# Records:
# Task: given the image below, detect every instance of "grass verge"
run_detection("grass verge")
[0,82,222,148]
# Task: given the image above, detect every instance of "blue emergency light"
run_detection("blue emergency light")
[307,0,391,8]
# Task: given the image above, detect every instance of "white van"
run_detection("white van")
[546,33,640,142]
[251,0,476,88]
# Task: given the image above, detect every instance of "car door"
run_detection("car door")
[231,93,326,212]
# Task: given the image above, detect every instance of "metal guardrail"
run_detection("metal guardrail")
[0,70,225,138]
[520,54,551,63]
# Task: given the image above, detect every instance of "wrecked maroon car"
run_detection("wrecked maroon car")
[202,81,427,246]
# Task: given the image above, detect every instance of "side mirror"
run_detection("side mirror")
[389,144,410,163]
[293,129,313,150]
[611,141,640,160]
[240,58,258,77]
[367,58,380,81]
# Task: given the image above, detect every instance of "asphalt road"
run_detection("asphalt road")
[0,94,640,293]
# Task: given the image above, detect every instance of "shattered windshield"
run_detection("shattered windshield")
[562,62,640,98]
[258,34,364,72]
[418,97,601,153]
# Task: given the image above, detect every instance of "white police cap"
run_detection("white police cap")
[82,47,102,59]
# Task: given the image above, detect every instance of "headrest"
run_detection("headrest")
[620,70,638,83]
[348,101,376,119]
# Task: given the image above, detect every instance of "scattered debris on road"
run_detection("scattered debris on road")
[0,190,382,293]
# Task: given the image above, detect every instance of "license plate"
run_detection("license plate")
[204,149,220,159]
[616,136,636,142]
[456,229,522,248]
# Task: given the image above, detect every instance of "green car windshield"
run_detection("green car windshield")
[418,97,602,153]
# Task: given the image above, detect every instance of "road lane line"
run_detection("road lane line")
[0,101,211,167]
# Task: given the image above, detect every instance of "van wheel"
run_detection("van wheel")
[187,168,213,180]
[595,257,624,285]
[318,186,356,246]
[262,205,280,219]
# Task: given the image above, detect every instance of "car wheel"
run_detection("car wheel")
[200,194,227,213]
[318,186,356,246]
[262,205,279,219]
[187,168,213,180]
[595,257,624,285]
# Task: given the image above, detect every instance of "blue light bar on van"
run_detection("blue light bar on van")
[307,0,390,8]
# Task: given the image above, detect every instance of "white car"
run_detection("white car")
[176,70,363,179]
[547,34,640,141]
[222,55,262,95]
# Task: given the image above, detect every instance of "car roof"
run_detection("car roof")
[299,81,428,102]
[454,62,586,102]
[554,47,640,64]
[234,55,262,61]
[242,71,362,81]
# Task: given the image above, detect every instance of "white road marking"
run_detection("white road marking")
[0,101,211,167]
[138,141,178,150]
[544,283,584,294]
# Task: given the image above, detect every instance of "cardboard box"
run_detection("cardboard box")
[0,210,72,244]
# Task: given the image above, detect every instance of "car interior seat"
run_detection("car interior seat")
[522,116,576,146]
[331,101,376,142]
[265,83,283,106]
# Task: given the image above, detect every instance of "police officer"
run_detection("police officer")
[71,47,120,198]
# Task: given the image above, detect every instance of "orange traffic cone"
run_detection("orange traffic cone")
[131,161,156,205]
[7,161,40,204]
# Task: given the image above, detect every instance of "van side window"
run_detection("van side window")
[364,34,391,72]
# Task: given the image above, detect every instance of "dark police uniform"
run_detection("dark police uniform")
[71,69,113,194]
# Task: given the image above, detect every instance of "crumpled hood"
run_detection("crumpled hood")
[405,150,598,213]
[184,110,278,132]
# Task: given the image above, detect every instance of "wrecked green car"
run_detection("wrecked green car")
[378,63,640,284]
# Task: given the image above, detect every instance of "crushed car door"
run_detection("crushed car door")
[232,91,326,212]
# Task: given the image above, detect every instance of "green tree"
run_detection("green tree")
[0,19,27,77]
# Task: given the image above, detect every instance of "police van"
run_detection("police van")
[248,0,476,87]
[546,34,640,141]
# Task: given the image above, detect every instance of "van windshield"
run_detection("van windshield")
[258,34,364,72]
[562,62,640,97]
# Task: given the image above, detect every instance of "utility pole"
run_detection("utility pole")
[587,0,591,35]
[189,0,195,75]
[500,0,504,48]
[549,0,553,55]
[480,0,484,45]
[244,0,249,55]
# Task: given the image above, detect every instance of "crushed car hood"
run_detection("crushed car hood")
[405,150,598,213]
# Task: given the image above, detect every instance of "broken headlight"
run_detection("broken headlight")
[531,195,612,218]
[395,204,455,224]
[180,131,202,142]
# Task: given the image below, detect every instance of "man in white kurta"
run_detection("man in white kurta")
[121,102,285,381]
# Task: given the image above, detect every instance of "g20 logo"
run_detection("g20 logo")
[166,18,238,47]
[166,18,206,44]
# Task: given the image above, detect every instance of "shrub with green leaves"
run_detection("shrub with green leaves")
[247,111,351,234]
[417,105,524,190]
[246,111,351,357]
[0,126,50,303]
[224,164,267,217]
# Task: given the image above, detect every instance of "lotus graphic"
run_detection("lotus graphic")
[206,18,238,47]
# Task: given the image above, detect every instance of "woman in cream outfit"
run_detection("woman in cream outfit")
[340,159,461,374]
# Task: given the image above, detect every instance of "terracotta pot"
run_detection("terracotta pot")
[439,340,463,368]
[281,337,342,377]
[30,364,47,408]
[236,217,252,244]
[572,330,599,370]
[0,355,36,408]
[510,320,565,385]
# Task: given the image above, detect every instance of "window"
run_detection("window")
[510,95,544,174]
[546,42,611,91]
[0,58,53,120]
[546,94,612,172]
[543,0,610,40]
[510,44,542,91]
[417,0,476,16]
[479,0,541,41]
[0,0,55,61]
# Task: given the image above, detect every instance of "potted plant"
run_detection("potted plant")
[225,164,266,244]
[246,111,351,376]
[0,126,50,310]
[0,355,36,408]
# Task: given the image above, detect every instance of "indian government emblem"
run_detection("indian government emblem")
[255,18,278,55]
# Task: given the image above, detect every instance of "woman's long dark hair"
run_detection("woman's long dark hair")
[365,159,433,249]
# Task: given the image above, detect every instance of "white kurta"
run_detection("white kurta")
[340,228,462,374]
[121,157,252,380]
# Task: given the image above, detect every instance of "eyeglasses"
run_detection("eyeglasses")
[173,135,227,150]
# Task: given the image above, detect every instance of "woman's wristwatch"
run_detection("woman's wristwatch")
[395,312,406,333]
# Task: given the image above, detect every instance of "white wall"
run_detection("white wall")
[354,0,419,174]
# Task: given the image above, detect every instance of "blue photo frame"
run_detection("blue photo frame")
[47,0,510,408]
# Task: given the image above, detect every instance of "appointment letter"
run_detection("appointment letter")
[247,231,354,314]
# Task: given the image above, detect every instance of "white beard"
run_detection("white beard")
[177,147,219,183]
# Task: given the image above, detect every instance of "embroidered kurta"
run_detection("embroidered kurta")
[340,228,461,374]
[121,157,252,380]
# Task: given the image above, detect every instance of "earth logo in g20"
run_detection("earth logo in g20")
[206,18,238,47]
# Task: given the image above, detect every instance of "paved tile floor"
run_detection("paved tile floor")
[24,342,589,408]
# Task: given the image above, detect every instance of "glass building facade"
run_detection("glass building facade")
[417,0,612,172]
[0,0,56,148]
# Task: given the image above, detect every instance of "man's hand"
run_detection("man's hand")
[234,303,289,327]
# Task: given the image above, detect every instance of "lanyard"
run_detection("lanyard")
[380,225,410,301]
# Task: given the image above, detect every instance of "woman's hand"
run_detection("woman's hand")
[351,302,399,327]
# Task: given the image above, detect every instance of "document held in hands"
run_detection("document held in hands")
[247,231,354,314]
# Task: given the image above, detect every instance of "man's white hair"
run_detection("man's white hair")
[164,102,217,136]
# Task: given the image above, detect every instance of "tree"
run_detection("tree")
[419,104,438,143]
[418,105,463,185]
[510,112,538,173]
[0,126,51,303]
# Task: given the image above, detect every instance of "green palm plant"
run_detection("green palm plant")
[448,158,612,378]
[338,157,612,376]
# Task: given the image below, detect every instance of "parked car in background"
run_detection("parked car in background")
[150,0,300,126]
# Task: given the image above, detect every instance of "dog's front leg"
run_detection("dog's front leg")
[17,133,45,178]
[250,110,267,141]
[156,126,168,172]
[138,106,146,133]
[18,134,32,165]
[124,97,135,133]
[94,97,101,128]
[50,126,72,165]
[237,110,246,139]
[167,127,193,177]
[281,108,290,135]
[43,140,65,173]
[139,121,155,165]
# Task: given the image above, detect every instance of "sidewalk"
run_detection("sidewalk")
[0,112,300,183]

# AIM:
Reproduce the records verbatim, starting at the first line and ending with the line that contains "[82,47,102,59]", including that line.

# SOLUTION BELOW:
# Task: given the image below, detect every instance of "grass verge"
run_detection("grass verge")
[0,82,222,148]
# Task: given the image above, detect every instance of "blue emergency light"
run_detection("blue emergency light")
[307,0,391,8]
# Task: given the image above, detect every instance of "white van"
run_detection("white van")
[546,33,640,142]
[251,0,476,88]
# Task: given the image above, detect every instance of "car door"
run_detection("car door")
[231,93,326,212]
# Task: given the image above, detect every instance of "metal guardrail"
run_detection("metal guardrail")
[0,70,225,138]
[520,54,551,63]
# Task: given the image above, detect every instance of "wrecked maroon car"
run_detection("wrecked maroon car")
[202,81,427,246]
# Task: given the image above, detect every instance of "side mirror"
run_detection("side mirror")
[389,144,410,163]
[293,129,313,150]
[611,141,640,160]
[240,58,258,77]
[367,58,380,81]
# Task: given the image above, detect every instance of "asphalt road"
run_detection("asphalt road")
[0,94,640,293]
# Task: given the image above, detect every instance of "shattered windshield"
run_detection("shattered windshield")
[562,62,640,98]
[258,34,364,72]
[418,97,601,153]
# Task: given the image above, detect every instance of "white police cap"
run_detection("white police cap")
[82,47,102,59]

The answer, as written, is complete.